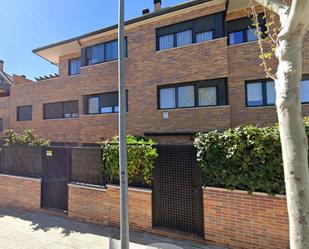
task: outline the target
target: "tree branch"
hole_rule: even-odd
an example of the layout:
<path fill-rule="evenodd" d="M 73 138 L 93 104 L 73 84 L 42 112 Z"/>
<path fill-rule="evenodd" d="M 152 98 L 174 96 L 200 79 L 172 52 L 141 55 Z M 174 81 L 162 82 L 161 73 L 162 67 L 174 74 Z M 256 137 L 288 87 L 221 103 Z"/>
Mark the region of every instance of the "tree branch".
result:
<path fill-rule="evenodd" d="M 265 8 L 272 10 L 279 16 L 288 15 L 290 12 L 290 6 L 283 3 L 281 0 L 254 0 L 258 4 Z"/>

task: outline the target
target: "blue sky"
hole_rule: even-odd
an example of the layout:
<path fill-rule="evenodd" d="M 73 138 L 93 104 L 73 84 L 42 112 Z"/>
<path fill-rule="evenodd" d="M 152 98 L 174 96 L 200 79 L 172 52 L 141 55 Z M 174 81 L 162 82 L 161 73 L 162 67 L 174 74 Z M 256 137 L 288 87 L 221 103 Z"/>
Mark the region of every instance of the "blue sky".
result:
<path fill-rule="evenodd" d="M 162 0 L 163 7 L 186 0 Z M 10 74 L 37 76 L 57 68 L 32 49 L 117 23 L 117 0 L 1 0 L 0 59 Z M 153 0 L 126 0 L 126 20 L 153 10 Z"/>

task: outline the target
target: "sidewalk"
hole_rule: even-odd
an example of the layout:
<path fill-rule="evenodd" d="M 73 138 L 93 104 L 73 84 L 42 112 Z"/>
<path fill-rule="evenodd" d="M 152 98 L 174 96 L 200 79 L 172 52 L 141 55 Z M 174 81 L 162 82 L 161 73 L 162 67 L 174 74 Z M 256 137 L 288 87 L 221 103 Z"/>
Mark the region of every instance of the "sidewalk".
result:
<path fill-rule="evenodd" d="M 154 243 L 171 244 L 170 247 L 160 247 L 164 249 L 220 249 L 143 232 L 130 232 L 130 239 L 130 249 L 148 249 Z M 1 249 L 108 249 L 110 243 L 112 248 L 119 248 L 119 229 L 41 212 L 0 209 Z"/>

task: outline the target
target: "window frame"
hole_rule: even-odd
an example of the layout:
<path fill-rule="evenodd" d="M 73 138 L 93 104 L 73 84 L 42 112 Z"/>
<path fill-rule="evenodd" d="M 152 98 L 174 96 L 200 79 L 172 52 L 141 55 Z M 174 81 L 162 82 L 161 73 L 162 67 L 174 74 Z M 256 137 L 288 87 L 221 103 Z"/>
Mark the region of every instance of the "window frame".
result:
<path fill-rule="evenodd" d="M 309 80 L 309 74 L 305 74 L 305 75 L 303 75 L 303 77 L 302 77 L 302 79 L 301 79 L 301 83 L 302 83 L 303 81 L 308 81 L 308 80 Z M 299 98 L 301 99 L 301 95 L 299 95 Z M 306 101 L 306 102 L 301 102 L 301 104 L 309 104 L 309 100 Z"/>
<path fill-rule="evenodd" d="M 264 15 L 263 13 L 258 15 L 259 28 L 260 28 L 261 32 L 263 33 L 262 38 L 266 36 L 266 31 L 267 31 L 267 27 L 266 27 L 265 21 L 263 19 L 263 15 Z M 237 23 L 237 22 L 246 21 L 246 20 L 250 20 L 250 17 L 242 17 L 242 18 L 237 18 L 237 19 L 234 19 L 234 20 L 226 21 L 226 26 L 228 25 L 228 23 L 233 23 L 233 22 Z M 246 28 L 239 27 L 238 29 L 236 28 L 233 31 L 228 31 L 228 28 L 226 28 L 226 36 L 228 38 L 228 46 L 240 45 L 240 44 L 244 44 L 244 43 L 248 43 L 248 42 L 257 41 L 257 40 L 250 40 L 250 41 L 248 40 L 248 32 L 249 31 L 251 32 L 251 29 L 257 28 L 252 24 L 252 21 L 249 21 L 249 23 L 250 24 Z M 242 26 L 242 25 L 239 24 L 239 26 Z M 243 42 L 231 44 L 230 43 L 230 34 L 231 33 L 237 33 L 237 32 L 242 32 Z"/>
<path fill-rule="evenodd" d="M 263 79 L 263 80 L 249 80 L 245 82 L 245 99 L 246 99 L 246 107 L 248 108 L 254 108 L 254 107 L 263 107 L 263 106 L 276 106 L 276 103 L 274 104 L 267 104 L 267 82 L 271 82 L 273 80 L 270 79 Z M 249 105 L 248 103 L 248 85 L 254 84 L 254 83 L 261 83 L 262 84 L 262 105 Z"/>
<path fill-rule="evenodd" d="M 212 39 L 210 39 L 210 40 L 205 40 L 205 41 L 200 41 L 200 42 L 197 41 L 196 38 L 197 38 L 197 35 L 198 35 L 198 34 L 208 33 L 208 32 L 211 32 L 211 34 L 212 34 Z M 214 40 L 214 39 L 215 39 L 215 30 L 214 30 L 214 29 L 209 29 L 209 30 L 205 30 L 205 31 L 195 32 L 195 43 L 197 43 L 197 44 L 203 43 L 203 42 L 212 41 L 212 40 Z"/>
<path fill-rule="evenodd" d="M 82 48 L 82 49 L 85 49 L 85 52 L 82 53 L 85 58 L 84 59 L 81 58 L 81 67 L 92 66 L 92 65 L 107 63 L 107 62 L 111 62 L 111 61 L 117 61 L 119 55 L 117 55 L 116 59 L 109 59 L 109 60 L 106 59 L 107 58 L 106 57 L 106 51 L 107 51 L 106 50 L 106 44 L 109 44 L 109 43 L 112 43 L 112 42 L 118 42 L 118 39 L 113 39 L 113 40 L 110 40 L 110 41 L 101 42 L 101 43 L 97 43 L 97 44 Z M 91 54 L 91 56 L 92 56 L 92 49 L 93 49 L 93 47 L 96 47 L 96 46 L 103 46 L 103 51 L 104 51 L 103 61 L 99 61 L 99 62 L 95 62 L 95 63 L 92 63 L 92 62 L 89 63 L 89 60 L 93 60 L 92 57 L 89 57 L 89 54 Z M 117 50 L 117 52 L 118 52 L 118 50 Z M 127 39 L 127 37 L 125 37 L 125 58 L 128 58 L 128 39 Z M 84 61 L 85 65 L 82 64 L 82 61 Z"/>
<path fill-rule="evenodd" d="M 71 62 L 72 61 L 76 61 L 76 60 L 79 60 L 80 66 L 79 66 L 79 69 L 78 69 L 78 73 L 72 74 L 72 72 L 71 72 Z M 75 58 L 69 59 L 68 60 L 68 76 L 80 75 L 80 68 L 81 67 L 82 67 L 82 59 L 81 59 L 81 57 L 75 57 Z"/>
<path fill-rule="evenodd" d="M 77 117 L 65 117 L 65 112 L 64 112 L 64 105 L 65 103 L 69 102 L 77 102 Z M 50 104 L 61 104 L 62 107 L 62 117 L 59 118 L 47 118 L 46 113 L 45 113 L 45 106 L 50 105 Z M 43 104 L 43 120 L 55 120 L 55 119 L 77 119 L 79 118 L 79 101 L 78 100 L 68 100 L 68 101 L 59 101 L 59 102 L 53 102 L 53 103 L 44 103 Z"/>
<path fill-rule="evenodd" d="M 206 24 L 206 25 L 205 25 Z M 192 30 L 192 43 L 184 46 L 190 46 L 192 44 L 199 44 L 202 42 L 196 42 L 196 34 L 212 31 L 212 40 L 225 37 L 225 21 L 224 12 L 217 12 L 210 15 L 186 20 L 183 22 L 162 26 L 156 28 L 156 51 L 165 51 L 172 48 L 180 48 L 184 46 L 177 46 L 177 33 Z M 174 46 L 172 48 L 160 50 L 160 37 L 166 35 L 173 35 Z M 211 40 L 207 40 L 211 41 Z M 203 41 L 206 42 L 206 41 Z"/>
<path fill-rule="evenodd" d="M 111 106 L 112 107 L 112 112 L 103 112 L 101 113 L 101 108 L 104 107 L 102 105 L 102 98 L 104 95 L 107 95 L 107 94 L 117 94 L 118 91 L 113 91 L 113 92 L 103 92 L 103 93 L 95 93 L 95 94 L 90 94 L 90 95 L 84 95 L 83 96 L 83 99 L 84 99 L 84 115 L 87 115 L 87 116 L 91 116 L 91 115 L 107 115 L 107 114 L 117 114 L 119 112 L 116 112 L 115 109 L 116 109 L 116 106 Z M 99 101 L 99 108 L 98 108 L 98 112 L 97 113 L 89 113 L 89 98 L 94 98 L 94 97 L 97 97 L 98 98 L 98 101 Z M 118 95 L 118 98 L 117 98 L 117 101 L 118 101 L 118 108 L 119 108 L 119 95 Z M 126 112 L 129 112 L 129 98 L 128 98 L 128 90 L 126 90 Z"/>
<path fill-rule="evenodd" d="M 220 82 L 220 83 L 219 83 Z M 224 104 L 220 103 L 223 100 L 223 98 L 220 97 L 220 88 L 219 84 L 224 85 Z M 163 85 L 157 87 L 157 109 L 158 110 L 175 110 L 175 109 L 192 109 L 192 108 L 205 108 L 205 107 L 215 107 L 215 106 L 224 106 L 228 105 L 228 95 L 227 95 L 227 78 L 219 78 L 219 79 L 212 79 L 212 80 L 203 80 L 203 81 L 195 81 L 195 82 L 188 82 L 188 83 L 178 83 L 178 84 L 171 84 L 171 85 Z M 178 88 L 183 86 L 194 86 L 194 106 L 188 106 L 188 107 L 179 107 L 179 94 L 178 94 Z M 215 105 L 199 105 L 199 94 L 198 89 L 199 88 L 216 88 L 216 104 Z M 223 86 L 222 86 L 223 87 Z M 161 89 L 166 88 L 175 88 L 175 107 L 170 108 L 161 108 Z"/>
<path fill-rule="evenodd" d="M 21 108 L 27 108 L 30 107 L 31 108 L 31 117 L 29 119 L 20 119 L 20 114 L 19 114 L 19 110 Z M 32 105 L 22 105 L 22 106 L 17 106 L 16 107 L 16 121 L 20 122 L 20 121 L 32 121 Z"/>

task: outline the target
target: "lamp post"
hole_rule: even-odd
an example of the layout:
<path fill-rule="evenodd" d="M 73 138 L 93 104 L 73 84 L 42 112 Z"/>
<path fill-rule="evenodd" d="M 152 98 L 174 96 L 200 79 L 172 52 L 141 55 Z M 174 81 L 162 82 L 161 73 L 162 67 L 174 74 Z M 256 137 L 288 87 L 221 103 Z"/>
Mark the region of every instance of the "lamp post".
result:
<path fill-rule="evenodd" d="M 120 176 L 120 243 L 121 249 L 129 248 L 128 221 L 128 169 L 126 134 L 126 86 L 124 0 L 118 2 L 118 88 L 119 88 L 119 176 Z"/>

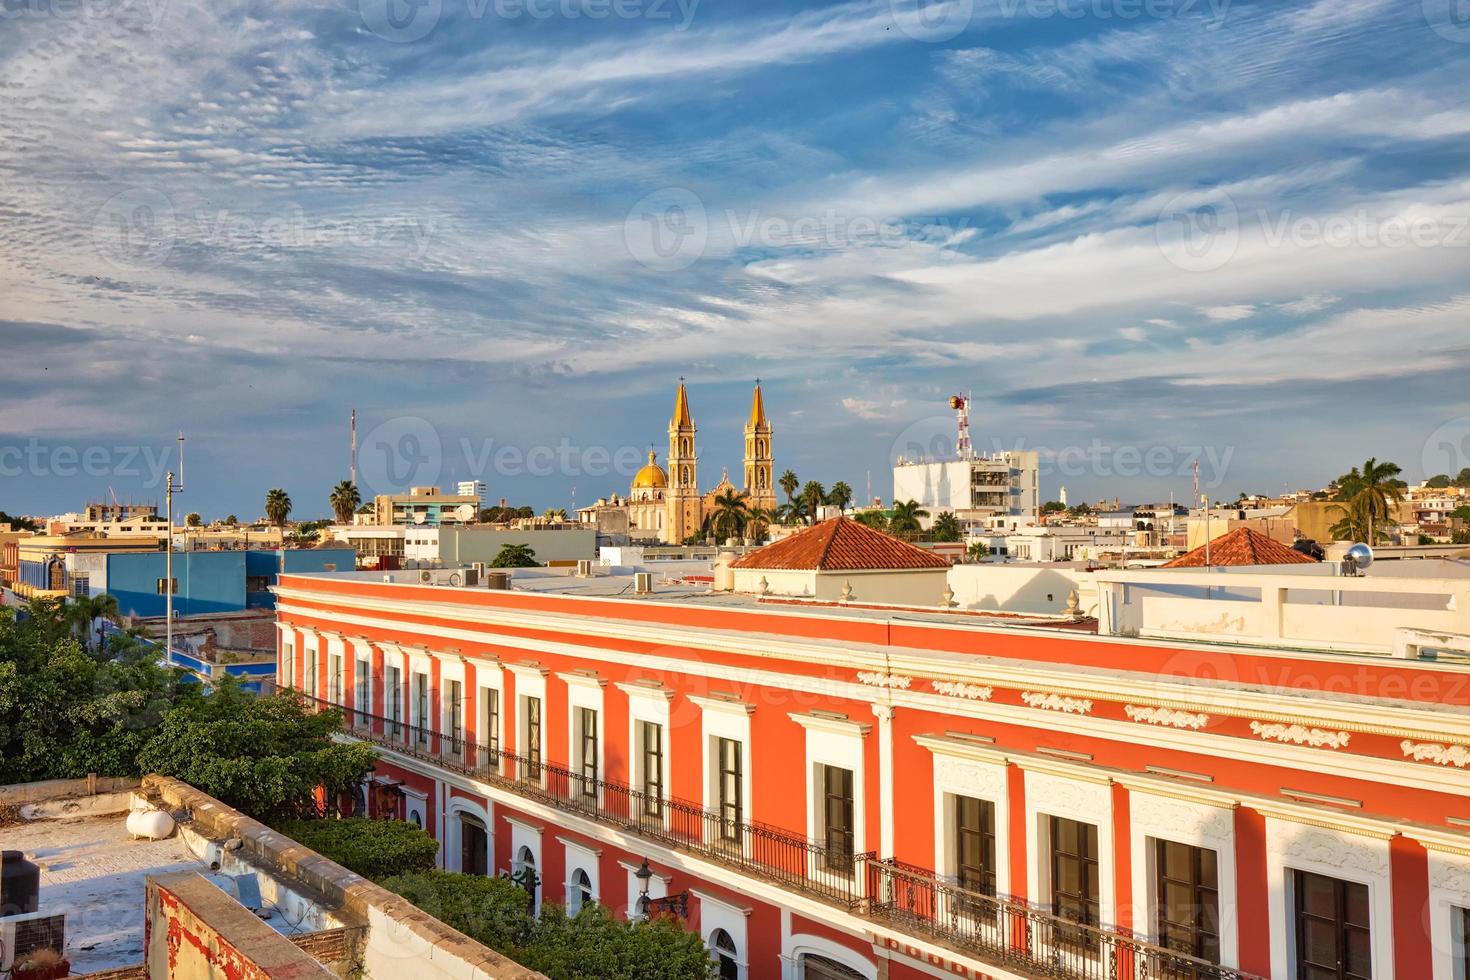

◇ ◇ ◇ ◇

HOW TO COMPLETE THIS TASK =
Could you give the number of lines in the entries that contain the string "branch"? Only the number, please.

RESULT OF THIS TASK =
2